◆ Exercise aim: Copy out exactly the lines from the one containing "of the flat" through the end of the records, and no pictures.

Lines of data:

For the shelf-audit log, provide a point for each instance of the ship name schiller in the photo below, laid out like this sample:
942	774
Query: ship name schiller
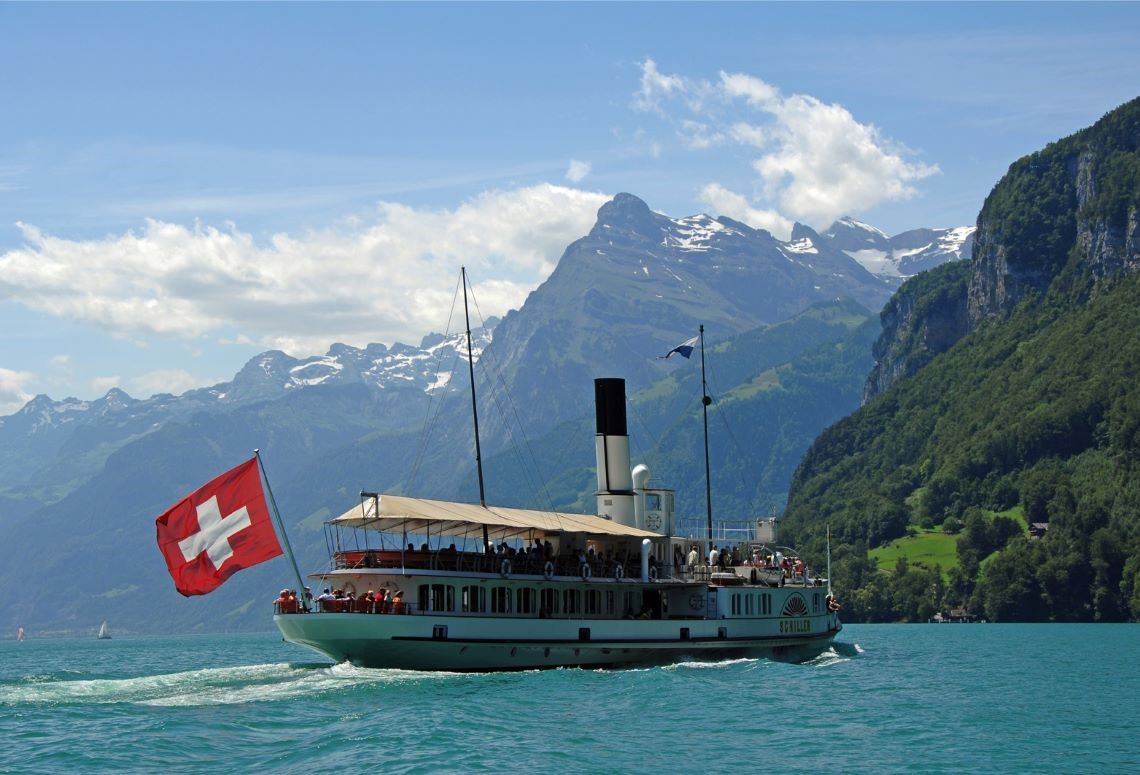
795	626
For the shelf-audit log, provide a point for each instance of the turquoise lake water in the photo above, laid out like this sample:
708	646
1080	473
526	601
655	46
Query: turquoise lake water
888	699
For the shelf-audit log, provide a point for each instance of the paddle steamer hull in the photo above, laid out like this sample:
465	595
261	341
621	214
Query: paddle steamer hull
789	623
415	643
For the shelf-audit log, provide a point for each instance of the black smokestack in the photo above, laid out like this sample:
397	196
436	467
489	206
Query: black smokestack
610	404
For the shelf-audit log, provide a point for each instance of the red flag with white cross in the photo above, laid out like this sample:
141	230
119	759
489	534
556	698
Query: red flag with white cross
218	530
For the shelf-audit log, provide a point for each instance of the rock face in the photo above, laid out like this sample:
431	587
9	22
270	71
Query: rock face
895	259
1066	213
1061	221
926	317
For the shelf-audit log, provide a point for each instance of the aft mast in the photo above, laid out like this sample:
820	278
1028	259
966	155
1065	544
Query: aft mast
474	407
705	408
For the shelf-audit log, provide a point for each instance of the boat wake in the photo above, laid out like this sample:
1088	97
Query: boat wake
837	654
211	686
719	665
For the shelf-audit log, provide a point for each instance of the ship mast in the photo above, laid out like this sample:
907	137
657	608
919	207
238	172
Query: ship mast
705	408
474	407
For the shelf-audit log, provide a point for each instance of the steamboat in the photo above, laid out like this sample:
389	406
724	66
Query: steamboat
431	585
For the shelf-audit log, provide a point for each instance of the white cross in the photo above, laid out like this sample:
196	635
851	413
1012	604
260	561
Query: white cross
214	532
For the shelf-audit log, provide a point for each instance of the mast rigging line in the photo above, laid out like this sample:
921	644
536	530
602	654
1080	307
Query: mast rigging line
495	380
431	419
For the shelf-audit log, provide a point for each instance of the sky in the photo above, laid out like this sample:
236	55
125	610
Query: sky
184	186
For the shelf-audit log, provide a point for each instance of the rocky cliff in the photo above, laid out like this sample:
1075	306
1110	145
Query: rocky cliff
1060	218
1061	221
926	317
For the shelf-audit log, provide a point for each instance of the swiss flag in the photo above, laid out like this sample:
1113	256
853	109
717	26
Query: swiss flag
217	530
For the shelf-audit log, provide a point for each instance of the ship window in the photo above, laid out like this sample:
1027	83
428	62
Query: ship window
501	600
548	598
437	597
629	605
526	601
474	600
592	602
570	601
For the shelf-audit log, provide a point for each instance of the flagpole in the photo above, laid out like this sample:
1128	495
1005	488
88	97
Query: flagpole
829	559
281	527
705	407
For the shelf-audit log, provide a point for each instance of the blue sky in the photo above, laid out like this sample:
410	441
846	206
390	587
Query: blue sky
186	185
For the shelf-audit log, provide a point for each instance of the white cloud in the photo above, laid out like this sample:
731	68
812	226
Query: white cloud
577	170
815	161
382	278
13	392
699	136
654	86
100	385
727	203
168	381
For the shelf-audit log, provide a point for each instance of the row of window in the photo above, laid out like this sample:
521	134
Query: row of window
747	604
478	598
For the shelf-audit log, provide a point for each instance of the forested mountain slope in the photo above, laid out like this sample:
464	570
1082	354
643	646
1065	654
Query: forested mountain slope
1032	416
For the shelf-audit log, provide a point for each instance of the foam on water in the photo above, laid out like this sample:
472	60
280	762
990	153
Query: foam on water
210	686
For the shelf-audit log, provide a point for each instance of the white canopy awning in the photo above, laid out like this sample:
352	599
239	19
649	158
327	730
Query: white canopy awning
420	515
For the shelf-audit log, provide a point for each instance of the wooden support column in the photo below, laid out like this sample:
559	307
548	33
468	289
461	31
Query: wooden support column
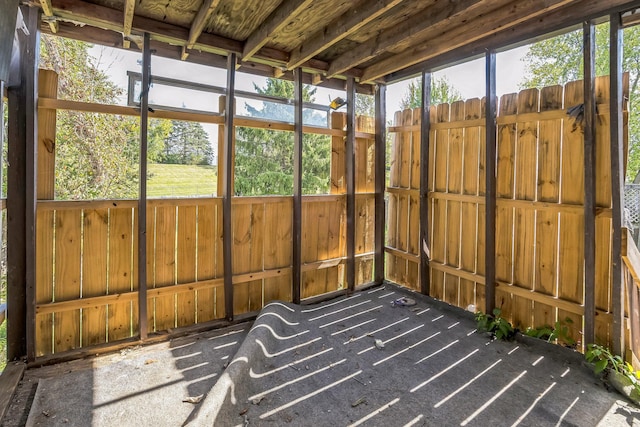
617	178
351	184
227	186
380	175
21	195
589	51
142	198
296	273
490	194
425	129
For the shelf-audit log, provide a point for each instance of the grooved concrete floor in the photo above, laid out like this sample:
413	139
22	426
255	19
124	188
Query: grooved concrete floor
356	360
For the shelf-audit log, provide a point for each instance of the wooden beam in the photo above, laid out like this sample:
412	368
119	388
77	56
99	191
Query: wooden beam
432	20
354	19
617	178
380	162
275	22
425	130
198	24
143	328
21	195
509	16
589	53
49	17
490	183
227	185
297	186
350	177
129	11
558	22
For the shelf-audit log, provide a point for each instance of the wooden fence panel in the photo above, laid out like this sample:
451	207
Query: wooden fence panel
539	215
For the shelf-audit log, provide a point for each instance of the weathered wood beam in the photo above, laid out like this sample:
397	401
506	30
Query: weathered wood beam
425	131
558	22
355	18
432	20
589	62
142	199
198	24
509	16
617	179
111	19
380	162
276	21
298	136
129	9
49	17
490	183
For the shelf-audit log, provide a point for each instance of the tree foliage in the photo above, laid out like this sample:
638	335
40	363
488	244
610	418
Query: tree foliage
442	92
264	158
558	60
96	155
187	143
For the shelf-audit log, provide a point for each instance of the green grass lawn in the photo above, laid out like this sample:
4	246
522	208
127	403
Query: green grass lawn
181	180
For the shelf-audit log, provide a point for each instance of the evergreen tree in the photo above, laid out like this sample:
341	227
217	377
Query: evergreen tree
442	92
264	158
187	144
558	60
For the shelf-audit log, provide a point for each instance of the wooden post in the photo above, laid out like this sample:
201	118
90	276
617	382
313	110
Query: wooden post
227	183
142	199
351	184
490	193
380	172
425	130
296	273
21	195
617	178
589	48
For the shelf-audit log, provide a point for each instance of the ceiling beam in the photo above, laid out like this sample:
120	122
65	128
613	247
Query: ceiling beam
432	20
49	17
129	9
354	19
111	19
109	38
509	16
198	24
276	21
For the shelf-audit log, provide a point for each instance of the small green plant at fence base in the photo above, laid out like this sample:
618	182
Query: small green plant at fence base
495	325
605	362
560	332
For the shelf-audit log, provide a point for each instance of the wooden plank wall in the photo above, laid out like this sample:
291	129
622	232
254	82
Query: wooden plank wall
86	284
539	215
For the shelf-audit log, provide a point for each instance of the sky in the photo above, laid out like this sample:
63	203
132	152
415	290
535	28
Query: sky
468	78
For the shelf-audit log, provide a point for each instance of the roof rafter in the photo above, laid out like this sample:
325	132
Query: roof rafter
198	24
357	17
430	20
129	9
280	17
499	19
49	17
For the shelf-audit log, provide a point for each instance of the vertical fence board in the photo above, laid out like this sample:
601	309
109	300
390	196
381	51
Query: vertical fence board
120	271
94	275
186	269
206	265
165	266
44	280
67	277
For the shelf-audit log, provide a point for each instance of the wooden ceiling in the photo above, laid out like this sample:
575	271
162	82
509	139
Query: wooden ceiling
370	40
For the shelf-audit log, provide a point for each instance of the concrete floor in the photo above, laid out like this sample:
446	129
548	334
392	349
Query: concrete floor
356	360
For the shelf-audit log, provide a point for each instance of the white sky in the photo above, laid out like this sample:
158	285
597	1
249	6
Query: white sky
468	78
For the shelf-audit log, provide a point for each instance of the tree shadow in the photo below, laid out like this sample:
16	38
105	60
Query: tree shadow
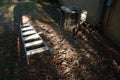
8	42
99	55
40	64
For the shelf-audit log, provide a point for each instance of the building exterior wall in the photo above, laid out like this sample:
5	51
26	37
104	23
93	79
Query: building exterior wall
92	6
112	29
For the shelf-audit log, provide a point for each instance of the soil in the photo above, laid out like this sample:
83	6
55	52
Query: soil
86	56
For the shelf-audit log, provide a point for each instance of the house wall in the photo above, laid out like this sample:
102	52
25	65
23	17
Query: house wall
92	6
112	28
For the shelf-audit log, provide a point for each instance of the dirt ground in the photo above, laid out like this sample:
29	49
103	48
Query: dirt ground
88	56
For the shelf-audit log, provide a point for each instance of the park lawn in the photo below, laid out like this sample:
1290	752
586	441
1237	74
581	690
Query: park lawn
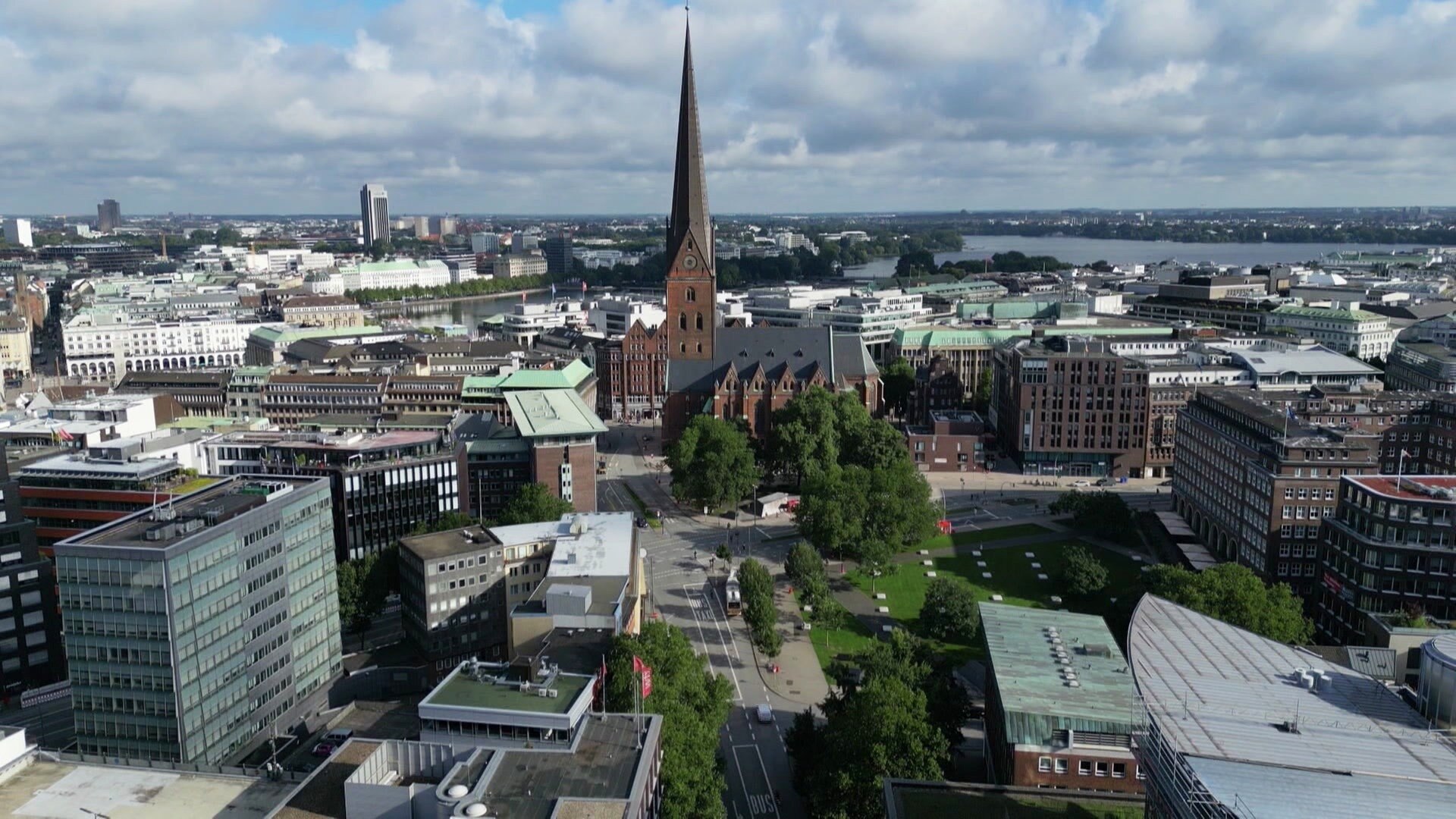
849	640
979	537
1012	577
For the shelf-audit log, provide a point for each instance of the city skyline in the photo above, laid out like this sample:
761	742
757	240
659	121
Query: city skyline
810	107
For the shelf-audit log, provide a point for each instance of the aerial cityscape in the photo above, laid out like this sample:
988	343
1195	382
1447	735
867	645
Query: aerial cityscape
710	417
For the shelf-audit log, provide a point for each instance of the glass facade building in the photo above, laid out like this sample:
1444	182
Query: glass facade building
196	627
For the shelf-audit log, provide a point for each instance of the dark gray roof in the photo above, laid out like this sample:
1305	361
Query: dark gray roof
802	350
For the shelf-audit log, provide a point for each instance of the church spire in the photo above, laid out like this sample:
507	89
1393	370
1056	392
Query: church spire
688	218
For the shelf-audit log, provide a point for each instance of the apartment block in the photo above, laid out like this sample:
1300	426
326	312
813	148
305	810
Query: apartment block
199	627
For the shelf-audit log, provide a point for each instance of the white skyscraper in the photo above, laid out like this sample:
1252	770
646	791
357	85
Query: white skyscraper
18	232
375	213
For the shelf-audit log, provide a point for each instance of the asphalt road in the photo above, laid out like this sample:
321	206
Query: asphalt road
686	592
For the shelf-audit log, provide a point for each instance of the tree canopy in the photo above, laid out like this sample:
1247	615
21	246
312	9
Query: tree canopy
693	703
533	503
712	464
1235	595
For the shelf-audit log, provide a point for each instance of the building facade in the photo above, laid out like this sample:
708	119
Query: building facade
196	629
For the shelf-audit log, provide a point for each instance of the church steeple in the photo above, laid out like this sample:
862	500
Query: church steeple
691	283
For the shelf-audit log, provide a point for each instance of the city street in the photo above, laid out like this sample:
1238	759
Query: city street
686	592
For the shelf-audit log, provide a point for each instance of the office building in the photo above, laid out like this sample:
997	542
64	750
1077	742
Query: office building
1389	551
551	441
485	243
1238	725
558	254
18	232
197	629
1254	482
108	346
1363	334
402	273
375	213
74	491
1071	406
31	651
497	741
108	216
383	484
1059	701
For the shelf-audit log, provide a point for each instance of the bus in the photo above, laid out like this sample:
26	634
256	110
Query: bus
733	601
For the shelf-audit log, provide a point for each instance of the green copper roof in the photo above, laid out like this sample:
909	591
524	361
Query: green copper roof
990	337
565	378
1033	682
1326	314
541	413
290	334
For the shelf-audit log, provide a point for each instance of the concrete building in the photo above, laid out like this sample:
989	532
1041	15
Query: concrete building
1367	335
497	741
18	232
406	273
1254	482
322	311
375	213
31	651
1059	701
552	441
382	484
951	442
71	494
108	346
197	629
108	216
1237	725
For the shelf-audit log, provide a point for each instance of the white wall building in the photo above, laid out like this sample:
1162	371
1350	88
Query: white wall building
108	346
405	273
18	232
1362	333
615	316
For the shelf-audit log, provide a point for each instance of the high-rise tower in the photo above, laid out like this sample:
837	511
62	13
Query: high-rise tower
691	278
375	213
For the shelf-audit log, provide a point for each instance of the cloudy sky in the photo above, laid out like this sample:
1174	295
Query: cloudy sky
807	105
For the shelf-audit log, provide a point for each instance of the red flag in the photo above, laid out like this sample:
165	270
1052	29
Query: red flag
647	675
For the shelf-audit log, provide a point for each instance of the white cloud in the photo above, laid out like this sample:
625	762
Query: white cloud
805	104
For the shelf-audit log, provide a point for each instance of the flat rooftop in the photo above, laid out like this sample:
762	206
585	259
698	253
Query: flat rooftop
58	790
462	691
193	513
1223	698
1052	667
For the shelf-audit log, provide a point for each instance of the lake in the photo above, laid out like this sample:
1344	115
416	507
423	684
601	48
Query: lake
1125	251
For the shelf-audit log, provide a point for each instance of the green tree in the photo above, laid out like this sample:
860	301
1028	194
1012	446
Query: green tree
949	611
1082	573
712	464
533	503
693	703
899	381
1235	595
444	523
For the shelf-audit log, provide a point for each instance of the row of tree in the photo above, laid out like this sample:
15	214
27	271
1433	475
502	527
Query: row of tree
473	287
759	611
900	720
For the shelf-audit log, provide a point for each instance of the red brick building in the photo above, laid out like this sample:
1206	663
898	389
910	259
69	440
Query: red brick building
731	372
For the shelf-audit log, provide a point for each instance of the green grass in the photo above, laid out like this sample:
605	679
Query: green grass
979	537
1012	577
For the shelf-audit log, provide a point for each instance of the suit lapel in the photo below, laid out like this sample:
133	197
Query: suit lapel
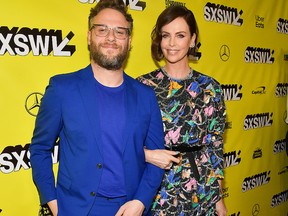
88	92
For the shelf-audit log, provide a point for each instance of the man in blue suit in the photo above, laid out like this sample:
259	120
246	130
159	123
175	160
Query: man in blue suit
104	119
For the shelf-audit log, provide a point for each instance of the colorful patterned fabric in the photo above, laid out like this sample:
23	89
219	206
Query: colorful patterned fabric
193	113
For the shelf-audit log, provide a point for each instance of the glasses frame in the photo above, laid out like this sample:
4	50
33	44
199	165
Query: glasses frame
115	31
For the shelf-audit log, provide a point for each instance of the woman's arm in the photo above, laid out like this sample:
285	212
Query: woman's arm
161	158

◆ Written solution:
For the shelf-audit log, provide a point for each instance of the flat rooftop in the photo above, laid out like this sample:
762	206
585	259
698	253
Query: flat rooftop
58	790
462	691
193	513
1223	698
1052	667
For the shelf-audit log, provide a point for each instance of the lake in the photo above, laid out like this sample:
1344	115
416	507
423	684
601	48
Query: lake
1125	251
For the shelf-audit log, provide a point for each instance of the green tree in the photo above, laid out like this sample:
860	301
1028	194
1012	446
Query: green tree
949	611
1082	573
712	464
533	503
693	703
899	381
1235	595
444	523
For the shelf-audit log, provide a point for each instance of the row of tree in the photo above, laid out like this sample:
15	214
27	271
1433	475
502	527
Query: row of tree
473	287
759	611
900	720
For the shelf-audit log, provide a point for each instance of the red brick building in the photo above, laid out like this sample:
1206	663
898	389
910	259
69	440
Query: red brick building
731	372
For the shelf-audit log, provide a point for each instance of the green grass in the photo above, laid out like this sample:
605	679
Query: green grass
979	537
1012	577
For the shelf-audit log, provide a point for each instance of the suit lapel in the photo below, laid out like this sample:
133	197
Query: suit lapel
88	92
For the shelf-audit log, provide a point for each instance of the man in blue suit in the photo above, laid out like this sample:
259	120
246	130
159	123
175	160
Query: man in blue suit
104	119
For the shelf-audit log, provide a point for each instance of the colorful patterned fabric in the photo above, laid out like this sample:
23	89
219	206
Query: colorful patterned fabric
193	113
For the shelf-audit log, provide a point for each instance of the glasses frame in the photo above, laid out like this sample:
4	50
33	44
199	165
Query: glasses frame
115	31
For the shelf-audit log, provide a point for each instance of the woman's arm in the photo above, laid out like this sample:
285	212
Query: woman's arm
161	158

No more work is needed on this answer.